─── PASSAGE PROVIDED
# Universal Remote for a PVR 508?



## touchton (Aug 16, 2002)

I'm in the market for a universal remote to use with my PVR 508. I have a Sony TV and a Sony DAV-FC8 home theater system that I would like to control along with the PVR 508. 

I've tried to program the 508's remote to control the Sony equipment, but I can't get it to work with the home theater system. If I could get it to control just the power and volume of the home theater system, I wouldn't need to buy a universal remote.

Anyway, which universal remotes work well with the 508? I want easy access to all the functions.

Thanks for any suggestions you can offer.

Thad


----------



## ziggy88 (Jan 4, 2004)

I use the MX-500 Universal Remote. It will control anything and is a breeze to set up. If you shop around you can find them for under 100 bucks.


----------



## touchton (Aug 16, 2002)

I've read good things about the MX-500. I particularly like the 'punch through' feature. That will be handy to use to control the volume on the HTS while all the other buttons control the 508. That's 90% of how we will use the thing.

I take it the MX-600 is the same thing with both IR and RF capabilities. I wonder if the RF is compatible with the 508?

Thad


----------



## Throwbot (Dec 24, 2003)

This may be interesting, I am in the market for a remote for a 921 + TV + DVD + receiver, I was looking at a Harmony www.harmonyremote.com
Anyone out there using Harmony product?
I emailed them this question,
Plan on buying a harmony, I have one important question.
I will be controling a Dish DVR (PVR) 921 with the remote, this is a UHF remote, the unit itself accepts IR , but the problem is the remote is only UHF so no "learning"
──────
─── SUPPLIED DATA
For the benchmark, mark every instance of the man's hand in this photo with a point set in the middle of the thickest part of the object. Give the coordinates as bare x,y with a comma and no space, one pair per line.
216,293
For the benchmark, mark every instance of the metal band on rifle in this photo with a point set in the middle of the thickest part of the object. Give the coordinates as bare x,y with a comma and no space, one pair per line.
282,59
──────
WHAT TO WORK ON:
1/ Please rename "home theater system" to "surround sound system" in the remote control thread, from "# Universal Remote" to "the PVR 508.", and write out that stretch with the change.
2/ Name every username that posts in the remote control thread.
The data shares no link with the remote control thread.

SOLVED PROBLEMS:
1/
# Universal Remote for a PVR 508?



## touchton (Aug 16, 2002)

I'm in the market for a universal remote to use with my PVR 508. I have a Sony TV and a Sony DAV-FC8 surround sound system that I would like to control along with the PVR 508.

2/ touchton, ziggy88, Throwbot